PROBLEM REQUIREMENTS – Every record must appear in your copy exactly as written, with no pictures.

START TASK MATERIAL

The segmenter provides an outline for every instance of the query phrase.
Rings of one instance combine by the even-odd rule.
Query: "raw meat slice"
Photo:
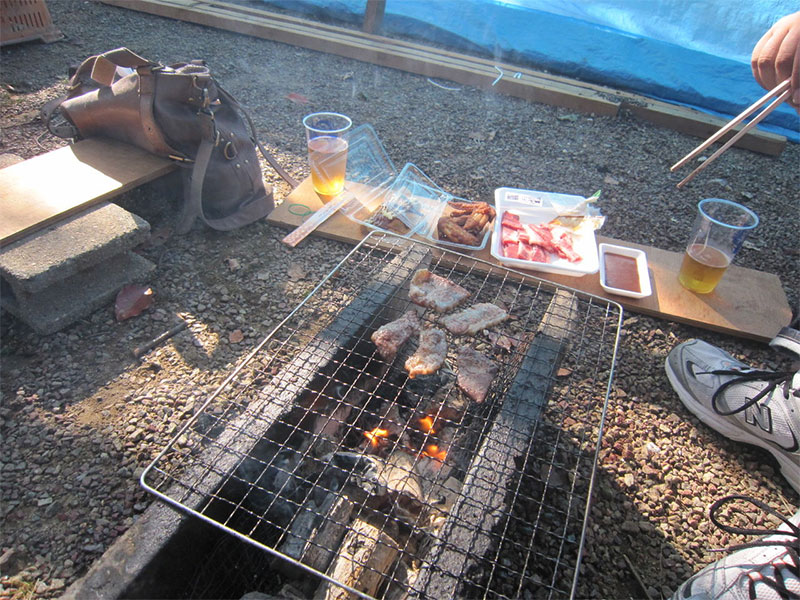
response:
[[[386,360],[394,360],[397,351],[412,335],[419,333],[420,322],[413,308],[399,319],[386,323],[372,334],[370,339],[378,347],[378,352]]]
[[[512,227],[506,227],[503,225],[502,230],[500,232],[500,239],[502,240],[504,245],[511,245],[519,243],[519,229],[514,229]]]
[[[516,244],[503,244],[503,256],[506,258],[519,258],[519,242]]]
[[[406,361],[408,376],[436,373],[444,364],[447,355],[447,338],[441,329],[423,329],[419,334],[419,346]]]
[[[475,335],[481,329],[502,323],[508,313],[491,302],[481,302],[467,309],[446,315],[439,322],[455,335]]]
[[[553,228],[553,240],[558,255],[569,262],[578,262],[581,260],[581,255],[572,247],[573,239],[572,234],[566,229]]]
[[[475,402],[483,402],[492,380],[497,375],[497,365],[488,356],[470,346],[462,346],[458,349],[456,368],[458,387]]]
[[[408,297],[420,306],[446,312],[469,298],[469,292],[428,269],[420,269],[411,278]]]
[[[504,212],[500,223],[509,229],[522,229],[522,223],[519,221],[519,215],[512,212]]]
[[[520,222],[519,215],[504,212],[501,220],[500,242],[503,256],[533,262],[551,262],[563,258],[569,262],[582,260],[573,247],[572,232],[551,223],[529,225]]]

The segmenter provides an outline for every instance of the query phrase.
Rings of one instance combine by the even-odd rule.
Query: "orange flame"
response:
[[[376,427],[372,431],[364,432],[364,437],[366,437],[369,440],[373,448],[377,448],[378,444],[380,443],[380,439],[387,437],[388,435],[389,431],[386,429],[381,429],[380,427]]]
[[[430,433],[431,435],[433,435],[434,433],[436,433],[436,432],[433,430],[433,417],[431,417],[431,416],[428,416],[428,417],[422,417],[422,418],[419,420],[419,425],[420,425],[420,429],[422,429],[422,431],[423,431],[424,433]]]
[[[436,460],[440,460],[444,462],[447,458],[447,450],[440,450],[439,446],[436,444],[428,444],[425,446],[425,450],[423,452],[425,456],[429,456],[430,458],[435,458]]]

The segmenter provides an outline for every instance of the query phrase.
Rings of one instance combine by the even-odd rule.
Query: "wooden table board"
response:
[[[311,210],[322,206],[308,179],[277,206],[267,220],[291,229],[297,227],[307,217],[292,214],[290,207],[293,204],[307,206]],[[298,208],[302,209],[302,206]],[[335,214],[312,235],[355,244],[367,233],[367,228],[342,214]],[[598,241],[644,250],[647,253],[653,294],[642,299],[608,294],[600,287],[598,274],[567,277],[537,271],[524,272],[533,277],[613,300],[630,312],[759,341],[772,339],[781,327],[786,326],[791,320],[792,311],[781,281],[772,273],[733,265],[714,292],[705,295],[694,294],[678,283],[677,273],[683,258],[681,253],[603,236],[598,236]],[[300,245],[303,243],[300,242]],[[484,250],[473,253],[473,256],[500,264],[491,255],[488,245]]]
[[[174,168],[135,146],[93,138],[0,169],[0,246]]]

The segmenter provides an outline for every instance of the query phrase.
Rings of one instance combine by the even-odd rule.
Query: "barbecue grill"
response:
[[[370,340],[428,269],[509,318],[410,379]],[[421,313],[425,326],[440,314]],[[622,308],[374,232],[239,364],[142,475],[315,598],[574,596]],[[496,367],[482,402],[456,353]],[[316,577],[308,577],[308,573]]]

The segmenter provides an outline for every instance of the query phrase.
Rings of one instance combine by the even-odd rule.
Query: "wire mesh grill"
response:
[[[385,360],[370,337],[414,307],[422,268],[467,289],[465,305],[510,316],[448,332],[442,368],[411,379],[416,342]],[[423,327],[441,328],[440,317],[426,310]],[[272,554],[309,596],[570,597],[621,317],[602,298],[373,233],[142,484]],[[459,381],[464,346],[494,369],[481,402]]]

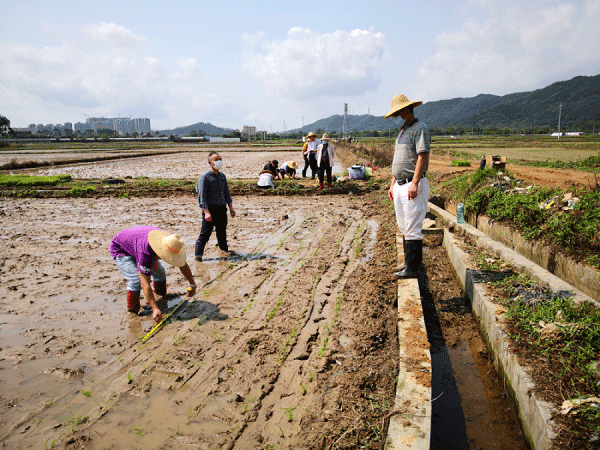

END TASK MATERIAL

COMPLETED EXERCISE –
The segmenter provides an outline for every instance of the query phrase.
Rings of one instance combine by the even-odd rule.
Query: "raw meat slice"
Photo:
response:
[[[386,360],[394,360],[397,351],[412,335],[419,333],[420,322],[413,308],[399,319],[386,323],[372,334],[370,339],[378,347],[378,352]]]
[[[512,227],[506,227],[503,225],[502,230],[500,232],[500,239],[502,240],[504,245],[511,245],[519,243],[519,229],[514,229]]]
[[[516,244],[503,244],[503,256],[506,258],[519,258],[519,242]]]
[[[406,361],[408,376],[436,373],[444,364],[447,355],[447,338],[441,329],[423,329],[419,334],[419,346]]]
[[[475,335],[481,329],[502,323],[508,313],[491,302],[481,302],[467,309],[446,315],[439,322],[455,335]]]
[[[553,228],[553,240],[558,255],[569,262],[578,262],[581,260],[581,255],[572,247],[573,239],[572,234],[566,229]]]
[[[475,402],[483,402],[492,380],[497,375],[497,365],[488,356],[470,346],[462,346],[458,349],[456,368],[458,387]]]
[[[408,297],[420,306],[446,312],[469,298],[469,292],[428,269],[420,269],[411,278]]]
[[[504,212],[500,223],[509,229],[522,229],[522,223],[519,221],[519,215],[512,212]]]
[[[520,222],[519,215],[504,212],[501,220],[500,242],[503,256],[533,262],[551,262],[563,258],[569,262],[582,260],[573,247],[572,232],[551,223],[529,225]]]

The segmenter provides an outline for every instance of the query phrase.
Rings of one instance combine by the even-odd rule.
Query: "orange flame"
response:
[[[376,427],[372,431],[364,432],[364,437],[366,437],[369,440],[373,448],[377,448],[378,444],[380,443],[380,439],[387,437],[388,435],[389,431],[386,429],[381,429],[380,427]]]
[[[430,433],[431,435],[433,435],[434,433],[436,433],[436,432],[433,430],[433,417],[431,417],[431,416],[428,416],[428,417],[422,417],[422,418],[419,420],[419,425],[420,425],[420,429],[422,429],[422,431],[423,431],[424,433]]]
[[[436,460],[440,460],[444,462],[447,458],[447,450],[440,450],[439,446],[436,444],[428,444],[425,446],[425,450],[423,452],[425,456],[429,456],[430,458],[435,458]]]

The segmenter provides an outline for every instance of the query phrase.
Rings of one instance combine by the even-odd rule.
Query: "wooden table board"
response:
[[[311,210],[322,206],[308,179],[277,206],[267,220],[291,229],[297,227],[307,217],[292,214],[290,207],[293,204],[307,206]],[[298,208],[302,209],[302,206]],[[335,214],[312,235],[355,244],[367,233],[367,228],[342,214]],[[598,241],[644,250],[647,253],[653,294],[642,299],[608,294],[600,287],[598,274],[567,277],[537,271],[524,272],[533,277],[613,300],[630,312],[759,341],[772,339],[781,327],[786,326],[791,320],[792,311],[781,281],[772,273],[733,265],[714,292],[705,295],[694,294],[678,283],[677,273],[683,258],[681,253],[603,236],[598,236]],[[300,245],[303,243],[300,242]],[[484,250],[473,253],[473,256],[500,264],[491,255],[488,245]]]
[[[174,168],[135,146],[93,138],[0,169],[0,246]]]

The segmenter provides an outline for every instance of the query phrase.
Rings of one instance combine by the even-odd rule.
Query: "barbecue grill"
response:
[[[370,340],[428,269],[509,318],[410,379]],[[421,313],[425,326],[440,314]],[[622,308],[374,232],[239,364],[142,475],[315,598],[574,596]],[[496,367],[482,402],[456,353]],[[316,577],[308,577],[308,573]]]

The segmenter provides an outline for every instance of the query phrase.
Rings of one instance combine by the even-odd rule.
Query: "wire mesh grill"
response:
[[[385,360],[370,337],[414,307],[422,268],[467,289],[465,305],[510,316],[448,332],[442,368],[411,379],[416,342]],[[423,327],[441,328],[440,317],[426,310]],[[272,554],[309,596],[570,597],[621,317],[602,298],[373,233],[142,484]],[[459,381],[464,346],[494,369],[481,402]]]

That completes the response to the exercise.